◆ **Problem 1**
Can you quote the passage on malaria imported from Haiti word for word, from "From 2004 to" to "among these cases."?
◆ **Problem 2**
How would you continue the report on malaria imported from Haiti after its last sentence?

◆ **Text section**
·····
The Increase of Imported Malaria Acquired in Haiti among US Travelers in 2010


From 2004 to 2009, the number of malaria cases reported in Haiti increased nearly fivefold. The effect of the 2010 earthquake and its aftermath on malaria transmission in Haiti is not known. Imported malaria cases in the United States acquired in Haiti tripled from 2009 to 2010, likely reflecting both the increased number of travelers arriving from Haiti and the increased risk of acquiring malaria infection in Haiti. The demographics of travelers and the proportion of severe cases are similar to those statistics reported in previous years. Non-adherence to malaria chemoprophylaxis remains a nearly universal modifiable risk factor among these cases.

Malaria remains endemic in Haiti. Nearly all reported cases of malaria in Haiti are caused by Plasmodium falciparum, the species that is most likely to cause severe disease and is responsible for most malaria deaths globally.1 Fewer than 5% of cases are caused by P. malariae, a species that usually causes milder infections.2 Currently, P. falciparum infections acquired in Haiti remain responsive to chloroquine therapy, despite reports of molecular markers among a small number of P. falciparum isolates that are associated with chloroquine resistance.3 The effect of the 7.0-magnitude earthquake on January 12, 2010 on malaria transmission is still not known, but there had already been an increase in the number of confirmed malaria cases reported in Haiti from 10,802 in 2004 to 49,535 in 2009.4 Surveillance data for 2010 are not yet available. The primary malaria vector in Haiti is Anopheles albimanus, which prefers to bite outdoors.5 Given the increased exposure to mosquitoes of displaced persons living in temporary shelters and the disruptions in health services after the earthquake, it is likely that the number of reported malaria cases in 2010 will be higher than in 2009. Additionally, the number of aid workers present in Haiti dramatically increased after the earthquake, increasing the number of persons with mosquito exposures and importation of malaria to non-endemic countries.6 In February of 2010, a report of 11 malaria cases diagnosed and treated in the United States but acquired in Haiti in the month after the earthquake was issued to remind US travelers to Haiti to comply with chemoprophylaxis guidelines and use other mosquito avoidance measures to prevent malaria infection.7 This report summarizes currently available data on all reported imported malaria cases in the United States acquired in Haiti in recent years.
·····
◆ **Input data**
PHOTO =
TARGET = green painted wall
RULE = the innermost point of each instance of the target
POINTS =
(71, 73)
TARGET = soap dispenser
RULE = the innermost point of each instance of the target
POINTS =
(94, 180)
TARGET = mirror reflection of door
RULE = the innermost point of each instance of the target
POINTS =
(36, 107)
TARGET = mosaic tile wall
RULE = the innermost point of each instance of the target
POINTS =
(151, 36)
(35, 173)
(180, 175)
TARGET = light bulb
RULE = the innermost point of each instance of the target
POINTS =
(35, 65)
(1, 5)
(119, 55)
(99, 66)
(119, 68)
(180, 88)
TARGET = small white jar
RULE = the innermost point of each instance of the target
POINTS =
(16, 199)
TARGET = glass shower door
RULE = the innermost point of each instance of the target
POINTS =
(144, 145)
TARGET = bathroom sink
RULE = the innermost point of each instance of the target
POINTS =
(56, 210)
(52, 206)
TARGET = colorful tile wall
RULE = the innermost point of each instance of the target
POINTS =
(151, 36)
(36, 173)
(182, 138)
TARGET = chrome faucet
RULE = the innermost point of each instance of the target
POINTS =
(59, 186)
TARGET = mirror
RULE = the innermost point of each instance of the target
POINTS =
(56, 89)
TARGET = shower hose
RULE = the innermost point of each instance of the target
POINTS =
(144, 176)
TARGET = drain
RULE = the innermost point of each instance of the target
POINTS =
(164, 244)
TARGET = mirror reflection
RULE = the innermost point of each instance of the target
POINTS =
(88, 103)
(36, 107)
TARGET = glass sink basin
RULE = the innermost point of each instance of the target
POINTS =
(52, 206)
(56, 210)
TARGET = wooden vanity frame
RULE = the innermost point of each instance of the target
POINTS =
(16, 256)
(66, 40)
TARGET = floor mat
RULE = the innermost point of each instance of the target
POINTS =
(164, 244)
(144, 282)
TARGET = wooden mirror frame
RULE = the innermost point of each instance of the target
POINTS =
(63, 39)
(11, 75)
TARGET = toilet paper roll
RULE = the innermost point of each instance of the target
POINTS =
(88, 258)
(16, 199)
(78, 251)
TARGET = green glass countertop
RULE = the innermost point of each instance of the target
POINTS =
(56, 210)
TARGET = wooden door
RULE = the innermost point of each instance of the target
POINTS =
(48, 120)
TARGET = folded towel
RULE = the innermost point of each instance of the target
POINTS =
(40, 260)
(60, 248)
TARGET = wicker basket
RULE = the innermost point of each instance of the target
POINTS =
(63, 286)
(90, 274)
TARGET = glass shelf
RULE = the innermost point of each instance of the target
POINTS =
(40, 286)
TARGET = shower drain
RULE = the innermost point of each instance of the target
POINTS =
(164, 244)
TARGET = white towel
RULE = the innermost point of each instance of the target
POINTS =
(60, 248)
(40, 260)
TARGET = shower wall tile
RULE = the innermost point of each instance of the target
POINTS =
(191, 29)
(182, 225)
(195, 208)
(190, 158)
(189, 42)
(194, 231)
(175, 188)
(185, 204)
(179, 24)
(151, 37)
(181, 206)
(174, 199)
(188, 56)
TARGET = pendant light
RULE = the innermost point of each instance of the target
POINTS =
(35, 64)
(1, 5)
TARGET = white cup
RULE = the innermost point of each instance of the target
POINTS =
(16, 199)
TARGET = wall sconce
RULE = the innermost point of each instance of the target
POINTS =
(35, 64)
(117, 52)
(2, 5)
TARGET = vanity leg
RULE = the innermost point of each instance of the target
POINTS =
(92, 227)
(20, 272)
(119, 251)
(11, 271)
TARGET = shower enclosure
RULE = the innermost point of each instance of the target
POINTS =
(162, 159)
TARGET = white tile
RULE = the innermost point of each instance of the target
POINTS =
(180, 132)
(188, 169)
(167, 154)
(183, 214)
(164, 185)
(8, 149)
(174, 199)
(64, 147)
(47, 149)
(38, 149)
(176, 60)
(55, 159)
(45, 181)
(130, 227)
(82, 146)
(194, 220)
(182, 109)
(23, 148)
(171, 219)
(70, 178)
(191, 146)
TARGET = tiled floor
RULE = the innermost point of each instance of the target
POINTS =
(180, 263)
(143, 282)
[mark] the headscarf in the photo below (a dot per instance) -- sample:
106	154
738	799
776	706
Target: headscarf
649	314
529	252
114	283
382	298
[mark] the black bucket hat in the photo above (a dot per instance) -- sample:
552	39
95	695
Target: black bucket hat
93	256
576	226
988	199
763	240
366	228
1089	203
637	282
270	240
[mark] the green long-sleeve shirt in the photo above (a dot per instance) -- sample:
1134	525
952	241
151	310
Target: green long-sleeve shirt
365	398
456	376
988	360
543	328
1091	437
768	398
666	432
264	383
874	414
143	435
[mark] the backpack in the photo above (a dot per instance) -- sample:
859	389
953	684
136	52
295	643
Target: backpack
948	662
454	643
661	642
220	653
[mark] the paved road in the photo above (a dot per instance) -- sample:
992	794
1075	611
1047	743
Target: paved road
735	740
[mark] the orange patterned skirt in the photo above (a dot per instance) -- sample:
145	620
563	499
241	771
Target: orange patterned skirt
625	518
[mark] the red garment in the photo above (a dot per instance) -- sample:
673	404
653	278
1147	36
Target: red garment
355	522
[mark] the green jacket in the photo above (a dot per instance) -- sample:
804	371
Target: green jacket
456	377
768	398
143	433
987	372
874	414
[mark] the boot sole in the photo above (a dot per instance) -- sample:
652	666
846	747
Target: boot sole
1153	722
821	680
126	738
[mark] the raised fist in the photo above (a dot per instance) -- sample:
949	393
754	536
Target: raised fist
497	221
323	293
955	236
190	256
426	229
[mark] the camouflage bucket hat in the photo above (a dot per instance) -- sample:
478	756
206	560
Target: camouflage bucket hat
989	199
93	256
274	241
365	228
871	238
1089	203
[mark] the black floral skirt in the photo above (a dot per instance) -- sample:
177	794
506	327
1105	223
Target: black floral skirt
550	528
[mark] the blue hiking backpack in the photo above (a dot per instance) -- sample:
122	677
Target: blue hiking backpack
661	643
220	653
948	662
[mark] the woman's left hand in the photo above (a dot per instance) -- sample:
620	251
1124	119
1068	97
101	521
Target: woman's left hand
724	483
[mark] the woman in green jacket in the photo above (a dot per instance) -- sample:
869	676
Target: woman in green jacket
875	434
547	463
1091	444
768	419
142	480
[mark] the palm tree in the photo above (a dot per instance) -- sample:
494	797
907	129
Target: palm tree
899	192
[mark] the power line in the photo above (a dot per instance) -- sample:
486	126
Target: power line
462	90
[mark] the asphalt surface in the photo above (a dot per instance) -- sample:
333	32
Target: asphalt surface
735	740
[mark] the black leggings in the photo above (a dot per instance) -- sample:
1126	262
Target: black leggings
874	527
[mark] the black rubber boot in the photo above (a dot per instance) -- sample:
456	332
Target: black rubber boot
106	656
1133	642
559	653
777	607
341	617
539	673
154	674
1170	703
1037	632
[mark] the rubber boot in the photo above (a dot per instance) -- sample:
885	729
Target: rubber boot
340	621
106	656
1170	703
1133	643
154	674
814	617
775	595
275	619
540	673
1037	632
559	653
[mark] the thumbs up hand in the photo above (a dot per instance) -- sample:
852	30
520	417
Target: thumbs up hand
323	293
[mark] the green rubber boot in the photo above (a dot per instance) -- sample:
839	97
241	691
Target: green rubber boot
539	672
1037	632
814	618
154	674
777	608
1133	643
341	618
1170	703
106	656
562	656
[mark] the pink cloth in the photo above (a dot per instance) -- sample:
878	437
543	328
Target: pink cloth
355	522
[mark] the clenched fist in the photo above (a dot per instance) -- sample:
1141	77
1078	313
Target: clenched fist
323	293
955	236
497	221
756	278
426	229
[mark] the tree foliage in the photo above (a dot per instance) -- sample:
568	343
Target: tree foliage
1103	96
·····
◆ **Answer 1**
From 2004 to 2009, the number of malaria cases reported in Haiti increased nearly fivefold. The effect of the 2010 earthquake and its aftermath on malaria transmission in Haiti is not known. Imported malaria cases in the United States acquired in Haiti tripled from 2009 to 2010, likely reflecting both the increased number of travelers arriving from Haiti and the increased risk of acquiring malaria infection in Haiti. The demographics of travelers and the proportion of severe cases are similar to those statistics reported in previous years. Non-adherence to malaria chemoprophylaxis remains a nearly universal modifiable risk factor among these cases.

◆ **Answer 2**
Thirty-four cases of P. falciparum malaria acquired in Haiti were reported to the US Centers for Disease Control and Prevention (CDC) through the National Malaria Surveillance System (NMSS) in 2007; 19 cases were reported in 2008, and 58 cases were reported in 2009. In 2010, the NMSS captured 170 cases of malaria acquired in Haiti (Figure 1). The average age of the 170 travelers who acquired malaria in Haiti in 2010 was 42 years: the youngest was a 2-year-old Haitian adoptee and the oldest was a 92-year-old aid worker. The average duration of time in Haiti for the 131 US resident malaria case-patients in 2010 was 32 days (range = 2–240 days).

Figure 1.
The number of imported malaria cases in the U.S. acquired in Haiti from 2007–2010.

Of the 170 cases, 131 cases were US residents, and at least 27 (16%) of these case-patients visited Haiti as aid workers. Eighty-nine (52%) were visiting friends and relatives (VFRs), two (1%) were business travelers, and thirteen (8%) had unknown reasons for travel. Thirty-two (19%) of the case-patients were Haitian residents visiting the United States, one-half of whom were refugees. Of the remaining seven case-patients, three were residents of countries other than the United States or Haiti, and four had unknown residency status. Compared with 2009, the proportion of cases that were aid workers who acquired malaria in Haiti has increased from 9% to 16%. However, the proportion of imported cases among Haitian residents and VFRs is similar: 73% in 2009 and 71% in 2010.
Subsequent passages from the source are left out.